→ About this exercise
Repeat the full listing that follows, word for word.

++++++++++++++++++++

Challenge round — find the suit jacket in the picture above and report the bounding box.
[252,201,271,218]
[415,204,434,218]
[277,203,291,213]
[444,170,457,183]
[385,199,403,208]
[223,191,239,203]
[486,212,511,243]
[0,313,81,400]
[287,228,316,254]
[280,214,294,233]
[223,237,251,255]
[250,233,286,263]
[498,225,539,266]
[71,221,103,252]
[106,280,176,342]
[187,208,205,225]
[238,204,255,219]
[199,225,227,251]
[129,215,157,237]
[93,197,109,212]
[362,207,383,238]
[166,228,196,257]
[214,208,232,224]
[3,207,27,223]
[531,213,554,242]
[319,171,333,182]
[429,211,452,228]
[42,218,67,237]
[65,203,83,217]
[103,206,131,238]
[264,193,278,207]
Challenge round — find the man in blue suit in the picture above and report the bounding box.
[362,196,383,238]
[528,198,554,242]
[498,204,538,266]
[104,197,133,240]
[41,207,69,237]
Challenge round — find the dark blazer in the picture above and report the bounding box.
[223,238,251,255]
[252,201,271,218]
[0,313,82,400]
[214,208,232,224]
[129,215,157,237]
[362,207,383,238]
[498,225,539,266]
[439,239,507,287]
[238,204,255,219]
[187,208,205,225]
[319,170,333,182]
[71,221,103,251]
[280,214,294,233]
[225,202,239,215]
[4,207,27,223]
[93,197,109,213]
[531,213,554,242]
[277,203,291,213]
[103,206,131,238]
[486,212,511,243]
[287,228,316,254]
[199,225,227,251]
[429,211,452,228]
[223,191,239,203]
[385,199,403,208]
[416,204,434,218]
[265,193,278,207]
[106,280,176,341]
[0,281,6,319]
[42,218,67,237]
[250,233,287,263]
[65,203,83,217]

++++++++++++++++++++

→ Result of this exercise
Challenge round — find the suit jacket in the picture above and report the bounding box.
[252,201,271,218]
[415,204,434,218]
[277,203,291,213]
[444,170,457,183]
[385,199,403,208]
[223,191,239,203]
[486,212,511,243]
[0,313,81,400]
[287,228,316,254]
[280,214,294,233]
[223,237,251,255]
[250,233,286,263]
[498,225,539,266]
[71,221,103,252]
[106,280,176,342]
[187,208,205,225]
[238,204,255,219]
[199,225,227,251]
[129,215,157,237]
[93,197,109,212]
[362,207,383,238]
[166,228,196,257]
[214,208,232,224]
[3,207,27,223]
[531,213,554,242]
[319,171,333,182]
[429,211,452,228]
[42,218,67,237]
[65,203,83,217]
[103,206,131,238]
[264,193,278,207]
Challenge round — find the man in blue suit in the picture above and report the bounding box.
[362,196,383,238]
[528,198,554,242]
[498,204,538,266]
[104,197,133,240]
[41,207,69,237]
Challenge round — find the dark blazer in the picture above and report the bounding box.
[223,238,251,255]
[252,201,271,218]
[0,313,82,400]
[214,208,232,224]
[129,215,157,237]
[362,207,383,238]
[498,225,539,266]
[439,239,507,287]
[238,204,255,219]
[187,208,205,225]
[319,170,333,182]
[71,221,103,251]
[280,214,294,233]
[225,202,239,215]
[4,207,27,223]
[93,197,109,213]
[531,213,554,242]
[277,203,291,213]
[103,206,131,238]
[486,212,511,243]
[287,228,316,254]
[199,225,227,251]
[429,211,452,228]
[223,191,239,203]
[385,199,403,208]
[416,204,434,218]
[265,193,278,207]
[106,280,176,341]
[0,281,6,319]
[42,218,67,237]
[250,233,287,263]
[65,203,83,217]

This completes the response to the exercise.